**Alıştırmalar:**
**1.** Satırların başından "[48,102,139,218]" içeren satıra kadar uzanan kısmı (iki uç da dahil) istekleriyle birlikte yeniden yaz. Yanıtlardaki kutu koordinatlarını 2,3 ile çarparak yeniden ölçeklendir ve tam sayıya yuvarla (buçuklar yukarıya); isteklerin metnini değiştirme ve bu kısmın dışına çıkma.
**2.** Toplu taşıma ve motorlu taşıtlar üzerine olan metni kaldığı yerden sürdür.

+++ Verilen Metin

Yürüyüş rotaları da oldukça keyifsiz ve tehlikeli durumdadır.
Toplu
taşımanın arttırılması ise hem kullanılacak petrol oranının azalması, trafikte
ki araç araç yoğunluğunun azalması, salınacak karbondioksit oranının azalmasına
yol açacaktır. Bununla birlikte toplu taşımayı özendirmek toplumdaki insanları
birbirine yakınlaştırabilir. Kurulacak sosyal bağlar yine ruh sağlığımıza
olumlu yönde katkı sunabilir. Yine Türkiye’den kendi deneyimlerimi buraya
aktaracak olursam; toplu taşımanın şehirlerde özendirilmesi bir kenara, bir
çile haline getirilmesi, yanlış ve
plansız uygulamalarla, yetersiz araç kaynaklarıyla toplu taşımanın insanlar
gözünde bir korku haline getirildiğini gözlemlemekteyim.
Motorlu
taşıtların trafikte oranının azalması ise yine yukarıdaki sonuçları
doğuracaktır. Petrol kullanımı azalacak,
trafik yoğunluğu azalacaktır. Ancak bu otomobil lobilerinin, petrol kartellerinin
hoşuna gitmeyecektir. Bu yüzden Türkiye’de veya dünyanın başka bölgelerinde üretilen
bir politika gözüme çarpmamaktadır.

++++++
+++ Kayıt Kümesi

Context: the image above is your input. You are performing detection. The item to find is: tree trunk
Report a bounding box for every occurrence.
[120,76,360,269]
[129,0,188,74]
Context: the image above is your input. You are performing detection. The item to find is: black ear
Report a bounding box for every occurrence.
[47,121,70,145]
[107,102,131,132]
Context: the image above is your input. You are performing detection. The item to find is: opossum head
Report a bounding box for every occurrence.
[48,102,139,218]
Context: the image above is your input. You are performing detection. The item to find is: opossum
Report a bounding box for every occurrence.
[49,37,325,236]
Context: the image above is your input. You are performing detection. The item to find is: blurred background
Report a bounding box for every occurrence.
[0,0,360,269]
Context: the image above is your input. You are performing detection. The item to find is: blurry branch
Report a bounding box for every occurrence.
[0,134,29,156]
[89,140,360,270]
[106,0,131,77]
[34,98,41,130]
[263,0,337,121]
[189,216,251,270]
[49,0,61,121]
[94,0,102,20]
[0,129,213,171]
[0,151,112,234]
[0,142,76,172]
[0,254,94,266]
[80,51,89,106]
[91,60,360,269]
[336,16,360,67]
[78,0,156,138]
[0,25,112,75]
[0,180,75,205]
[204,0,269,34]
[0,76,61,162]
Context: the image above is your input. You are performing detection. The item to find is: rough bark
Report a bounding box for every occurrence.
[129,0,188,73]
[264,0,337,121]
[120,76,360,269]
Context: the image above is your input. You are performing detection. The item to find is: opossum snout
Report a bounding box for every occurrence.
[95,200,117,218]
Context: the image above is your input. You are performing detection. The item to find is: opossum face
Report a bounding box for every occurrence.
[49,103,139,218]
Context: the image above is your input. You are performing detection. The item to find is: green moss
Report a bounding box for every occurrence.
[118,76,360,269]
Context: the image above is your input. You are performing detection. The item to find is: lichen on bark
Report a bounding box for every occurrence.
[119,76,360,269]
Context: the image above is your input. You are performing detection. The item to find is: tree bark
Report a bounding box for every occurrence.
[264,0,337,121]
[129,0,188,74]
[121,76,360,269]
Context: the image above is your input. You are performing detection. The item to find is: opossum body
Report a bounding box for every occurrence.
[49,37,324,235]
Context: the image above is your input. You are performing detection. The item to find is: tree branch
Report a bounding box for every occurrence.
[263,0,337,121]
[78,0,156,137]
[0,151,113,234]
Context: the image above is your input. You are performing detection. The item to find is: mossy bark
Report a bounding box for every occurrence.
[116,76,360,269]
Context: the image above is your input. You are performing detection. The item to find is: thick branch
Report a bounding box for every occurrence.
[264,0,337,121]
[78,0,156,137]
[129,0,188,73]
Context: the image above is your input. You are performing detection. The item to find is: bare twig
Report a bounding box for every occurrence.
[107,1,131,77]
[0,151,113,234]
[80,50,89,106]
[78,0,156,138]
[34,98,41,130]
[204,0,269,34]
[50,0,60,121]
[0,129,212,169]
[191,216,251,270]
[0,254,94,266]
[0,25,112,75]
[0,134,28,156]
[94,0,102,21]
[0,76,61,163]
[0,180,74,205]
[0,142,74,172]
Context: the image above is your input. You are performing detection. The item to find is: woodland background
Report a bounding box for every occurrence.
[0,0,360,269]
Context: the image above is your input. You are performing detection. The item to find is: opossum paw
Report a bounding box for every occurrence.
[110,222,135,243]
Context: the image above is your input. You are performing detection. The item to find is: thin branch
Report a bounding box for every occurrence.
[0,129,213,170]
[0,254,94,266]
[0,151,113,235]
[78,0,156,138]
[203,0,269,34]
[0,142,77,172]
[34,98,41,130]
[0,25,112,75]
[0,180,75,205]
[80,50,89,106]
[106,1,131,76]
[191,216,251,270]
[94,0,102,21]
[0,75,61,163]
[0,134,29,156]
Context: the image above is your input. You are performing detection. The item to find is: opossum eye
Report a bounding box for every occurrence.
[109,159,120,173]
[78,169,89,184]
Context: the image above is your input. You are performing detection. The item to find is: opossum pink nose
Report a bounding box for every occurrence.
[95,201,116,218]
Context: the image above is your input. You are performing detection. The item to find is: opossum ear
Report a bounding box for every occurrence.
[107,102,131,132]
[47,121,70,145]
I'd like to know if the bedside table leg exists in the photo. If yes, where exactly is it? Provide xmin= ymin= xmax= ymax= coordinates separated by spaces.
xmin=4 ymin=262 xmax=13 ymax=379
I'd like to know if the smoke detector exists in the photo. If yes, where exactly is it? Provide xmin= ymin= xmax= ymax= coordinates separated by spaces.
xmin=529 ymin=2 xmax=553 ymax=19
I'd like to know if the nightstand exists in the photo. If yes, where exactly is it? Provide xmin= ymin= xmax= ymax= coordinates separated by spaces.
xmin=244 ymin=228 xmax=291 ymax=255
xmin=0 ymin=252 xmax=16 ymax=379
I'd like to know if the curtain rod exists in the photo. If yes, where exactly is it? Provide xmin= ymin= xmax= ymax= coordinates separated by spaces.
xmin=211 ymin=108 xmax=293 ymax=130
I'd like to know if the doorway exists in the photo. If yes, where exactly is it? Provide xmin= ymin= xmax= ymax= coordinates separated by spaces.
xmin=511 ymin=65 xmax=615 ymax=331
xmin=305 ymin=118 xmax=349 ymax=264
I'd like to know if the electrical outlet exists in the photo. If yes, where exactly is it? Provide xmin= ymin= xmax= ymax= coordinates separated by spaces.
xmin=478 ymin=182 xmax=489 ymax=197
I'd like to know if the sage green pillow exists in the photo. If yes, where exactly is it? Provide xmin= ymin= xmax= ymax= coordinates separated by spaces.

++++++

**Sıralı Çıktılar:**
**1.**
Context: the image above is your input. You are performing detection. The item to find is: tree trunk
Report a bounding box for every occurrence.
[276,175,828,619]
[297,0,432,170]
Context: the image above is your input. You are performing detection. The item to find is: black ear
Report a bounding box for every occurrence.
[108,278,161,334]
[246,235,301,304]
Context: the image above is your input. You are performing detection. The item to find is: opossum head
Report a bounding box for every occurrence.
[110,235,320,501]

**2.**
Karayolu
lobisi, petrol şirketlerinin, yol yapımcısı inşaat şirketlerinin, otomobil
üreticilerinin ve bu sektörden çıkar sağlayan politik güçlerin içinde bulunduğu
çıkar grubudur. Bu grup, petrol tüketiminden, araç satışından, inşaat malzemesi
satışından kar elde etmektedir. Kar elde etmek, kapitalist toplumlarda insan
sağlığından da bilimsel önceliklerden de önde gelmektedir. Üretilen
politikalar, insan sağlığı veya bilimsel veriler ışığında değil bu lobi
mensuplarının daha fazla kar etmesi olgusu üzerinde oluşmaktadır. Elbette yerel
örneklerde insan sağlığını önemseyen bilimsel politikalar üretilebilir. Ancak
bu politikaların ülke ölçeğinde etki yaratabilmesi bu lobinin politikacıları
tarafından engellenecektir.
Çünkü;
kapitalist üretim biçimi ortaya çıkışından günümüze gelene dek insan sağlığı, kamuculuk,
bilim ve aydınlanma gibi konularda çok fazla geriye düşmüştür. Bu geriye düşüşü
lobi mensuplarının siyasal ve ekonomik etkinlikleriyle açıklayabiliriz. Bu
etkinliklerin de insan sağlığı üzerinde olumsuz etkilerini her örnekte
görebiliriz. Umarsızca kar hırsları ulaşım sektöründe ruh sağlığımıza, nefes
alma kalitemize, kalp sağlığımıza olumsuz etki etmekte ve araç yoğunluğundan dolayı
yaralanmalarla birlikte direk ölümümüze ya da sakatlanmamıza yol açmaktadır.
Tartışma Soruları
1. Ulaşımda
sağlık yararı ile güvenlik kaygıları arasındaki gerilime örnekler veriniz.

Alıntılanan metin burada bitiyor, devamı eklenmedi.